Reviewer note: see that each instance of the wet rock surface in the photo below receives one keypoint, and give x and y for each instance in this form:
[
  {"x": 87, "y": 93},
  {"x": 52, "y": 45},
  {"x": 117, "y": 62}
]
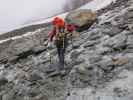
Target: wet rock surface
[{"x": 100, "y": 68}]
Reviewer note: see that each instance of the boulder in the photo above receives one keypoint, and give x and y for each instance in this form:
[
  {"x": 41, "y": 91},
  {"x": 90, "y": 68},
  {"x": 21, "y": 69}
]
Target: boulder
[{"x": 82, "y": 19}]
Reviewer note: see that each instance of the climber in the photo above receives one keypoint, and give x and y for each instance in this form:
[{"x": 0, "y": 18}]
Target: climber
[{"x": 58, "y": 36}]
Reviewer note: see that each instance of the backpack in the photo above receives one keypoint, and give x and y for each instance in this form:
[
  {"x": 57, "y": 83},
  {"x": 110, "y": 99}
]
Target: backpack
[{"x": 60, "y": 39}]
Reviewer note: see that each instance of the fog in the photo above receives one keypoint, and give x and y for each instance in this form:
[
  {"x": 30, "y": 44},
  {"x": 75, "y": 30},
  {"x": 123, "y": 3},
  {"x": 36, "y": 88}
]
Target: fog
[{"x": 14, "y": 13}]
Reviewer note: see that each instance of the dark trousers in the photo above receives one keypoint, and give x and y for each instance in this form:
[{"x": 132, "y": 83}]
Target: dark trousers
[{"x": 61, "y": 54}]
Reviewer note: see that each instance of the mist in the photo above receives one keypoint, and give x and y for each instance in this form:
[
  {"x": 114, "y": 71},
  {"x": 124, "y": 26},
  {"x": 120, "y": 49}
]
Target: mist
[{"x": 14, "y": 13}]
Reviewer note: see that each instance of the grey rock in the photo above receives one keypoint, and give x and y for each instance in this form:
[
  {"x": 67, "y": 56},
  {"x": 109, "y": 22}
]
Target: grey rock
[
  {"x": 35, "y": 77},
  {"x": 90, "y": 44},
  {"x": 38, "y": 49},
  {"x": 130, "y": 41},
  {"x": 117, "y": 41},
  {"x": 75, "y": 54},
  {"x": 3, "y": 81}
]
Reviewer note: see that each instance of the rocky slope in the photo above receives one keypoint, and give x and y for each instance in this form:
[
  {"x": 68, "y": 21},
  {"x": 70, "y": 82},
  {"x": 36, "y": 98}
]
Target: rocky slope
[{"x": 100, "y": 67}]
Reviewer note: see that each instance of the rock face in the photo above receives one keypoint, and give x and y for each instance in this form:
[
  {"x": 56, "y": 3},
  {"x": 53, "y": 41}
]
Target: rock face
[
  {"x": 82, "y": 19},
  {"x": 99, "y": 68}
]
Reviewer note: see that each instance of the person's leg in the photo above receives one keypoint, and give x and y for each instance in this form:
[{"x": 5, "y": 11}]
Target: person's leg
[{"x": 60, "y": 57}]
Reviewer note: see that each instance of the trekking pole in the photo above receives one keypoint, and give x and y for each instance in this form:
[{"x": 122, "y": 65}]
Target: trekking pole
[
  {"x": 49, "y": 54},
  {"x": 72, "y": 41}
]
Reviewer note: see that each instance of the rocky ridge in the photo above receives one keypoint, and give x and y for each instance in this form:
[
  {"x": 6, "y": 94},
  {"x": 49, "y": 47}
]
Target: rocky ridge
[{"x": 100, "y": 67}]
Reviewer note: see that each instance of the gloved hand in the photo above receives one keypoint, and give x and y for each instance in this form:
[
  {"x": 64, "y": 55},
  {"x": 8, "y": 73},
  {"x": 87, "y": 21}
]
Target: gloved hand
[{"x": 50, "y": 45}]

============================================================

• [EXERCISE REQUIREMENTS]: Set down exactly what runs from the line with "Reviewer note: see that each instance of the rocky slope" to the last line of the data above, including both of those lines and no others.

• [TASK OUTPUT]:
Reviewer note: see that each instance of the rocky slope in the photo above receives one keypoint, and give x and y for each instance in this form:
[
  {"x": 68, "y": 21},
  {"x": 70, "y": 82},
  {"x": 36, "y": 98}
]
Target: rocky slope
[{"x": 100, "y": 67}]
Reviewer note: see that each instance of the rock face in the photo above receives one keypoint, and give x and y for each instance in this form:
[
  {"x": 56, "y": 3},
  {"x": 53, "y": 41}
]
Target: rock face
[
  {"x": 82, "y": 19},
  {"x": 99, "y": 68}
]
Reviewer note: see that each instance of the person's leg in the photo above receives one keypoint, and give x and y for each instance in this form:
[{"x": 5, "y": 11}]
Target: person's leg
[{"x": 60, "y": 57}]
Reviewer note: see that each instance of the trekking pole in the photo above receives one keypoint, and give x and y for each instance in this form:
[{"x": 122, "y": 65}]
Target: trekking pole
[
  {"x": 49, "y": 54},
  {"x": 72, "y": 41}
]
Reviewer note: see that each instance of the rocky ridge in the photo above receives one keypoint, and give x and y for each instance in this form:
[
  {"x": 6, "y": 94},
  {"x": 49, "y": 47}
]
Target: rocky ridge
[{"x": 100, "y": 67}]
Reviewer note: see that each instance of the gloved hand in the photo above receives one keypoint, and give x and y for each instance in this form:
[
  {"x": 64, "y": 55},
  {"x": 8, "y": 73},
  {"x": 87, "y": 21}
]
Target: gloved hand
[{"x": 50, "y": 45}]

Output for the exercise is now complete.